■ Consigne ■
Dans le bloc de texte, recopiez le passage qui commence à « Comment analyser la » et se termine à « déterminant du vote ? », en remplaçant « étudiants » par « élèves ».
##### Bloc de texte
Comment analyser la tripartition de la vie politique issue des élections de 2022 et comprendre les tensions à l’œuvre dans notre pays ?

Julia Cagé et Thomas Piketty s'appuient sur des données électorales et socio-économiques pour décrypter les rapports de force politiques actuel dans Une histoire du conflit politique (éd. du Seuil). À l'occasion de leur venue aux Champs Libres, le 21 octobre 2023, des étudiants de science-po Rennes ont pu s'entretenir avec les deux économistes sur leurs travaux et leurs engagements.

Dans votre ouvrage, vous vous appuyez sur une analyse des inégalités pour tenter d'expliquer des comportements électoraux. En quoi ces inégalités sont-elles un facteur déterminant du vote ?
##########
##### Lignes de données
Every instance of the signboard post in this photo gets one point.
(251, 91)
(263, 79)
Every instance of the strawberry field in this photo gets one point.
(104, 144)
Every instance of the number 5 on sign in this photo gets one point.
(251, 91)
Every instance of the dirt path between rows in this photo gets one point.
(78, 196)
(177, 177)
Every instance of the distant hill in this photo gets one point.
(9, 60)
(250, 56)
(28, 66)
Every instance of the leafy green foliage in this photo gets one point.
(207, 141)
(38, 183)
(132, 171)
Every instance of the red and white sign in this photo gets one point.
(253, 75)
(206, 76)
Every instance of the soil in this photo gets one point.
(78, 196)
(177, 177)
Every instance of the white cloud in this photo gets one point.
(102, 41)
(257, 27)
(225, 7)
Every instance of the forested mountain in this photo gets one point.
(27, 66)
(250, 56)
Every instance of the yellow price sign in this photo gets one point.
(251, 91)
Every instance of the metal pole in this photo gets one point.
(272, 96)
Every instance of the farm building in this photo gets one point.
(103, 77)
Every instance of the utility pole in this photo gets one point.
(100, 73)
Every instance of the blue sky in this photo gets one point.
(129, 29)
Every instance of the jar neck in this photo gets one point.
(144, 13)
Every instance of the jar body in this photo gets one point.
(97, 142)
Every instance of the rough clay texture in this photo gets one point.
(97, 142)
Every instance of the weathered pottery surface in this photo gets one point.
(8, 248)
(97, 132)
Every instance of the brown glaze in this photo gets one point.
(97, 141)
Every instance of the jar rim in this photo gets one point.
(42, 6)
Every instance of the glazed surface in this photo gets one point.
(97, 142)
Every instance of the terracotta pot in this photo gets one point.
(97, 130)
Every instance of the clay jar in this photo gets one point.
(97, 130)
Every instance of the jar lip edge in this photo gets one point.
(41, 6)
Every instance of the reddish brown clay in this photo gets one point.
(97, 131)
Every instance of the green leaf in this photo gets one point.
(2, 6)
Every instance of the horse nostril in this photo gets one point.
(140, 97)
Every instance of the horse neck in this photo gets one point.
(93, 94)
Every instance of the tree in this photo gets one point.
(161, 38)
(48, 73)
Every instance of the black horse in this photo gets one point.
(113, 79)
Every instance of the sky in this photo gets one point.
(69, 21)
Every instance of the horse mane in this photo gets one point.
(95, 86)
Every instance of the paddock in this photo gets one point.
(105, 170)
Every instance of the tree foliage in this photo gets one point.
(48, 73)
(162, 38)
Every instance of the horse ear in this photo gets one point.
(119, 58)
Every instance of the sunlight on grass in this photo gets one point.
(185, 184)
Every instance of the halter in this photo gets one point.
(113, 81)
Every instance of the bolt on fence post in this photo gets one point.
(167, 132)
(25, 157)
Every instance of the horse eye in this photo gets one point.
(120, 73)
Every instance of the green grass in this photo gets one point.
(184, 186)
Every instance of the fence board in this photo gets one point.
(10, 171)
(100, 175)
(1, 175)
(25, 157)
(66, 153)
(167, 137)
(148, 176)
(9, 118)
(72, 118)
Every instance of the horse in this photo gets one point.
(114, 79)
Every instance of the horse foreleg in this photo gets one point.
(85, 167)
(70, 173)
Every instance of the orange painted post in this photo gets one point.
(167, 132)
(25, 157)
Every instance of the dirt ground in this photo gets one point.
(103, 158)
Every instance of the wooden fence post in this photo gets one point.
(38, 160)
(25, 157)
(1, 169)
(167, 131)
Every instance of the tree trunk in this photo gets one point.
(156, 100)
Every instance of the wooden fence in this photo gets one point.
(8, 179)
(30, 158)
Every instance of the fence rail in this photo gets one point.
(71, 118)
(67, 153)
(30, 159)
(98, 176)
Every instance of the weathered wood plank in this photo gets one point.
##########
■ Tâche réalisée ■
Comment analyser la tripartition de la vie politique issue des élections de 2022 et comprendre les tensions à l’œuvre dans notre pays ?

Julia Cagé et Thomas Piketty s'appuient sur des données électorales et socio-économiques pour décrypter les rapports de force politiques actuel dans Une histoire du conflit politique (éd. du Seuil). À l'occasion de leur venue aux Champs Libres, le 21 octobre 2023, des élèves de science-po Rennes ont pu s'entretenir avec les deux économistes sur leurs travaux et leurs engagements.

Dans votre ouvrage, vous vous appuyez sur une analyse des inégalités pour tenter d'expliquer des comportements électoraux. En quoi ces inégalités sont-elles un facteur déterminant du vote ?